• **Task description**
Reproduce each entry below exactly as it appears.

****

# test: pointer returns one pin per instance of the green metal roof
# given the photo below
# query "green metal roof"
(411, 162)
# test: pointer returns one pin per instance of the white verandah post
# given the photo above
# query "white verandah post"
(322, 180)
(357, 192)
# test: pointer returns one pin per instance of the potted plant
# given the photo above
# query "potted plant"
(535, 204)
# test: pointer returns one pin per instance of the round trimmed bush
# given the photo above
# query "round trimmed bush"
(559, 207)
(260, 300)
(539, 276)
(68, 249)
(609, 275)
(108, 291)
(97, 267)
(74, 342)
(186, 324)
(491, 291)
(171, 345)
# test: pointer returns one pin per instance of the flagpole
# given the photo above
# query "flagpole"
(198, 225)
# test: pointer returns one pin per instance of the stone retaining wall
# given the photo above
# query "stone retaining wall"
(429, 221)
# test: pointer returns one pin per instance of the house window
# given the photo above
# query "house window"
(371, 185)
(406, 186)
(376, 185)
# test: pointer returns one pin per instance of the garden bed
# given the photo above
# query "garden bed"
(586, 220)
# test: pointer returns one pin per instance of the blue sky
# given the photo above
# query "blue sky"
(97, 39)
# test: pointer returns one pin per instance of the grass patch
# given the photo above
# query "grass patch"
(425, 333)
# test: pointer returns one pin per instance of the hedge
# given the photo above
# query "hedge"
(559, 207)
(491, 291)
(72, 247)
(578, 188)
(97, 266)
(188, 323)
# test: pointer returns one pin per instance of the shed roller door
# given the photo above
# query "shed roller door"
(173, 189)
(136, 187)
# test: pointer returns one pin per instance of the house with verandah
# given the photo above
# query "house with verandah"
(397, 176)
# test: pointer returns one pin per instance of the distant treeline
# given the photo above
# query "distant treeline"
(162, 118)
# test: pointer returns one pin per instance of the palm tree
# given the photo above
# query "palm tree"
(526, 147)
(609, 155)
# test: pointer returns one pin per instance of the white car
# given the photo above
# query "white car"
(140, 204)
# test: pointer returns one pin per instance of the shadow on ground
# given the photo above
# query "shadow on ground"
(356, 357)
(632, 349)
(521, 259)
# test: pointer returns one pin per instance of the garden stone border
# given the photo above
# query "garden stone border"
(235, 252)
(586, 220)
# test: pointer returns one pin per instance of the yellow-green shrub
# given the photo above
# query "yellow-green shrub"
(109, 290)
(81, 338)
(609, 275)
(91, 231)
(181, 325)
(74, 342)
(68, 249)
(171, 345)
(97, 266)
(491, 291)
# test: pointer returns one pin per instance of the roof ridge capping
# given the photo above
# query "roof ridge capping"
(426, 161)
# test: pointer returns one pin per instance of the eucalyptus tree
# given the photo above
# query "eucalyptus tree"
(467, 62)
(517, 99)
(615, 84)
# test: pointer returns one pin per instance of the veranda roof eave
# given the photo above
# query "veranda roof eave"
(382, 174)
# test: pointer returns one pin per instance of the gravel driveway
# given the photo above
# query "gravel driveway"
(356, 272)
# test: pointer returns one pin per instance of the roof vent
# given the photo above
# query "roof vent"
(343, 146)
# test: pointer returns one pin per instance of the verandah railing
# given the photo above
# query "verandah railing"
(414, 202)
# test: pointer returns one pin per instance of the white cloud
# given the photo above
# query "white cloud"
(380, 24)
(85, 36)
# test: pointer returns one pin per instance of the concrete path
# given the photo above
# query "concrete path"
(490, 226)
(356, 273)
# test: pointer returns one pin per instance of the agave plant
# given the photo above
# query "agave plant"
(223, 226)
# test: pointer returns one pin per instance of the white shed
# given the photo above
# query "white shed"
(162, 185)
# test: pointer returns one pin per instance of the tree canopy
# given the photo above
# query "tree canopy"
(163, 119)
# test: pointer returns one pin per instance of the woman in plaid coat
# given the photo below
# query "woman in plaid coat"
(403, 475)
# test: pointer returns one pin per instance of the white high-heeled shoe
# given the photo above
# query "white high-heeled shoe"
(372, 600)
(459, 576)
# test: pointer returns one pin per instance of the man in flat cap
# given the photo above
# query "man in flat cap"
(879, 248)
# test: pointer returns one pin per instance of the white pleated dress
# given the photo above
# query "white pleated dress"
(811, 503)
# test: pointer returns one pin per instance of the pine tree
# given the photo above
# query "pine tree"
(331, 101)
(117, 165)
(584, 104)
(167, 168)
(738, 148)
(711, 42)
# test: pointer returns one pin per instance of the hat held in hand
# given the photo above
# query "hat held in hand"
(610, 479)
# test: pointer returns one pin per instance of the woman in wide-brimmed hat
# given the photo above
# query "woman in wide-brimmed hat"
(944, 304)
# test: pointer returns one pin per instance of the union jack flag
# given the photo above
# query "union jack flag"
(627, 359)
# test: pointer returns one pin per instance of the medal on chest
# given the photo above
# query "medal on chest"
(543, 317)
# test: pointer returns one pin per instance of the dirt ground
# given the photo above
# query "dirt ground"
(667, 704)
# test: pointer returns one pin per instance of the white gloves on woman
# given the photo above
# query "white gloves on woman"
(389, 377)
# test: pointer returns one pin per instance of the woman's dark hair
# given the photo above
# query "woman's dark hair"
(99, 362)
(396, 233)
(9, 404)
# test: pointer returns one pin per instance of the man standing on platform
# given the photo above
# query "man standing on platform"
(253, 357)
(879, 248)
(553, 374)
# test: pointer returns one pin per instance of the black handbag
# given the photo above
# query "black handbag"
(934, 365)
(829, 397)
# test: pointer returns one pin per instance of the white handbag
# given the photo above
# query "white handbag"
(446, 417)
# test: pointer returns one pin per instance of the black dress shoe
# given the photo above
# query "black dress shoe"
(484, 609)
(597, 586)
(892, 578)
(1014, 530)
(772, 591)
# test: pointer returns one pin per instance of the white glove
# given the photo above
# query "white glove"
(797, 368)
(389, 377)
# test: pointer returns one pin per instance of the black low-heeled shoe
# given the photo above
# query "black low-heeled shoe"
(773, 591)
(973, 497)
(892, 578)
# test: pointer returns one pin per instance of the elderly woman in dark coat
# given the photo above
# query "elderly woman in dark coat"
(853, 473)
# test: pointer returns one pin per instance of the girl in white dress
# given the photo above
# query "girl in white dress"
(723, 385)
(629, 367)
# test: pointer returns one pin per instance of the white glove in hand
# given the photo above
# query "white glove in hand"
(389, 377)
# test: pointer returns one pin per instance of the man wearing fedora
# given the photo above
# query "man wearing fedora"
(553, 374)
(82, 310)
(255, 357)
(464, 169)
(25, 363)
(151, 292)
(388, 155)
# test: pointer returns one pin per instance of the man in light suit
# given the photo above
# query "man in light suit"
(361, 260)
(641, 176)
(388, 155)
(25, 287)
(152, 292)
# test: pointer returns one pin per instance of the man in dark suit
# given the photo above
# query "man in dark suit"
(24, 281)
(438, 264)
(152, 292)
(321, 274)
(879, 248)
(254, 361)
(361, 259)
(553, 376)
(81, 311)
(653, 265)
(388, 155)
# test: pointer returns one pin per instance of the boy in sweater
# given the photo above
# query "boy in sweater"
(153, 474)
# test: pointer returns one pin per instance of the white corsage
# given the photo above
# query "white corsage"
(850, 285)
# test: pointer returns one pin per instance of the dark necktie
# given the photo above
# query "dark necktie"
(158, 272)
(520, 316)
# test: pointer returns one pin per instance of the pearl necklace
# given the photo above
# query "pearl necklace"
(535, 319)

****

• **Response**
# test: pointer returns one pin per instance of the green metal roof
# given the photo below
# query "green metal roof"
(411, 162)
# test: pointer returns one pin per instance of the white verandah post
# given the photo above
# query "white verandah post"
(322, 180)
(357, 192)
# test: pointer returns one pin per instance of the potted plant
# given the photo above
# query "potted plant"
(535, 204)
# test: pointer returns one pin per instance of the round trimmed bush
# given the photo above
# query "round trimmed bush"
(559, 207)
(260, 300)
(539, 276)
(68, 249)
(609, 275)
(108, 291)
(97, 267)
(74, 342)
(186, 324)
(491, 291)
(171, 345)
# test: pointer returns one pin per instance of the flagpole
# given the photo above
# query "flagpole"
(198, 225)
# test: pointer returns one pin per instance of the stone retaining wall
# given the photo above
# query "stone retaining wall"
(429, 221)
# test: pointer returns one pin per instance of the house window
# given the photo above
# query "house window"
(371, 185)
(406, 186)
(376, 185)
# test: pointer returns one pin per instance of the garden bed
# given the photo above
# query "garden bed"
(586, 220)
# test: pointer returns one pin per instance of the blue sky
# given the photo above
# query "blue sky"
(97, 39)
# test: pointer returns one pin per instance of the grass patch
# given the photo above
# query "grass patch"
(425, 333)
# test: pointer returns one pin per instance of the hedge
# given the photo above
# query "hedge"
(559, 207)
(491, 291)
(72, 247)
(578, 188)
(97, 266)
(188, 323)
# test: pointer returns one pin per instance of the shed roller door
# given the photo above
# query "shed roller door"
(173, 189)
(136, 187)
# test: pointer returns one pin per instance of the house with verandah
# given the photo above
# query "house with verandah"
(397, 176)
# test: pointer returns one pin per instance of the distant treeline
# given the photo above
# query "distant treeline"
(162, 118)
# test: pointer returns one pin per instance of the palm tree
# given the photo above
# query "palm tree"
(526, 147)
(609, 155)
# test: pointer returns one pin per instance of the white car
# given the photo above
# query "white car"
(140, 204)
# test: pointer returns one pin per instance of the shadow on ground
# given the photo above
# query "shadow on ground"
(356, 357)
(632, 349)
(521, 259)
# test: pointer returns one pin per instance of the garden stone border
# given the photo above
# query "garden stone border"
(235, 252)
(586, 220)
# test: pointer returns one pin per instance of the yellow-green shrub
# given the photo above
# query "yellow-green shrub"
(109, 290)
(81, 338)
(609, 275)
(91, 231)
(181, 325)
(74, 342)
(68, 249)
(171, 345)
(97, 266)
(491, 291)
# test: pointer returns one pin per instance of the roof ridge capping
# given the photo above
# query "roof ridge capping"
(426, 161)
# test: pointer returns one pin per instance of the eucalyptus tree
# given the photo above
# query "eucalyptus tree"
(467, 62)
(517, 99)
(615, 84)
# test: pointer returns one pin per instance of the veranda roof eave
# given the photo above
# query "veranda roof eave"
(382, 174)
# test: pointer returns one pin per instance of the gravel driveway
# given the photo above
# query "gravel driveway"
(356, 272)
# test: pointer returns one pin per instance of the roof vent
# given the photo above
# query "roof vent"
(343, 146)
# test: pointer returns one pin per instance of the verandah railing
# given the photo above
# query "verandah railing"
(414, 202)
# test: pointer returns one pin per instance of the white cloud
# given the photo above
# query "white cloud"
(380, 24)
(85, 36)
# test: pointer returns one pin per instance of the concrete path
# given the photo above
# query "concrete path"
(490, 226)
(356, 273)
# test: pointer returns one pin per instance of the agave plant
# given the photo above
# query "agave plant"
(223, 226)
# test: pointer returns one pin per instance of the white shed
# given the photo above
# query "white shed"
(162, 185)
# test: pointer returns one pin per instance of the tree canopy
# given the photo above
# query "tree canopy"
(163, 119)
# test: pointer returns one pin per instance of the woman in plaid coat
# given the photo below
# query "woman in plaid coat"
(403, 475)
# test: pointer returns one pin per instance of the white high-heeled shoe
# given the photo above
# query "white high-heeled shoe"
(372, 600)
(459, 576)
# test: pointer returns one pin per instance of the man in flat cap
# given the photo above
# query "man in flat cap"
(879, 248)
# test: pointer returns one pin per instance of the white pleated dress
# given the photo above
# query "white pleated dress"
(811, 503)
# test: pointer returns one pin per instance of the pine tree
# given the photo above
# query "pine tree"
(331, 101)
(117, 165)
(584, 104)
(167, 168)
(738, 148)
(711, 42)
# test: pointer returns one pin per instance of the hat held in hand
# given the photo above
# query "hat held in hand"
(610, 479)
# test: pointer returns one pin per instance of the woman in wide-brimmed hat
# given the photo above
# query "woman in wide-brimmed hat"
(944, 304)
# test: pointer returns one pin per instance of the union jack flag
# given the photo above
# query "union jack flag"
(627, 359)
# test: pointer returns one pin per instance of the medal on chest
# given the photo above
# query "medal on chest"
(543, 317)
# test: pointer returns one pin per instance of the dirt ground
# given the photo above
# query "dirt ground"
(667, 704)
# test: pointer returns one pin per instance of the white gloves on woman
# given the photo above
# query "white gloves on woman"
(389, 377)
# test: pointer returns one pin per instance of the woman's dark hair
# given the photo above
# query "woman's dark hair"
(99, 362)
(396, 233)
(9, 404)
# test: pointer returns one pin per instance of the man standing on platform
# given the photo above
# query "man standing on platform"
(253, 357)
(879, 248)
(553, 374)
# test: pointer returns one pin per instance of the black handbag
# given the photo above
# query "black handbag"
(934, 365)
(829, 397)
# test: pointer returns one pin per instance of the white handbag
# given the photo above
# query "white handbag"
(446, 417)
# test: pointer returns one pin per instance of the black dress shoe
# given the photo above
# query "black dress shoe"
(484, 609)
(597, 586)
(892, 578)
(1014, 530)
(772, 591)
# test: pointer returns one pin per instance of the white glove
# given the photo above
# query "white glove"
(797, 368)
(389, 377)
# test: pointer returns one pin per instance of the black low-heeled shoe
# given the photo above
# query "black low-heeled shoe"
(773, 591)
(973, 497)
(892, 578)
# test: pointer returns one pin per instance of the elderly woman in dark coat
# given the photo above
# query "elderly woman in dark coat"
(853, 473)
# test: pointer returns one pin per instance of the girl in white dress
# given the photo above
# query "girl in white dress"
(723, 385)
(629, 367)
# test: pointer returns one pin per instance of the white glove in hand
# given the photo above
# query "white glove in hand"
(389, 377)
# test: pointer returns one pin per instance of the man wearing fedora
# given the photo above
# query "man wearing fedora"
(553, 374)
(82, 310)
(255, 357)
(464, 169)
(25, 363)
(151, 292)
(388, 155)
# test: pointer returns one pin per instance of the man in light suit
# given the photo above
# query "man in light suit"
(361, 260)
(641, 176)
(388, 155)
(25, 287)
(152, 292)
# test: pointer returns one pin per instance of the man in dark suit
# given the photo above
# query "man in dark suit"
(24, 281)
(438, 264)
(152, 292)
(321, 274)
(879, 248)
(254, 361)
(361, 259)
(553, 376)
(81, 311)
(653, 265)
(388, 155)
# test: pointer returns one pin per instance of the boy in sweater
# given the photo above
# query "boy in sweater"
(153, 474)
# test: pointer returns one pin per instance of the white corsage
# given the photo above
# query "white corsage"
(850, 285)
# test: pointer returns one pin per instance of the dark necktie
# given the photo above
# query "dark necktie"
(158, 272)
(520, 316)
# test: pointer returns one pin per instance of the pearl necklace
# given the photo above
# query "pearl necklace"
(535, 319)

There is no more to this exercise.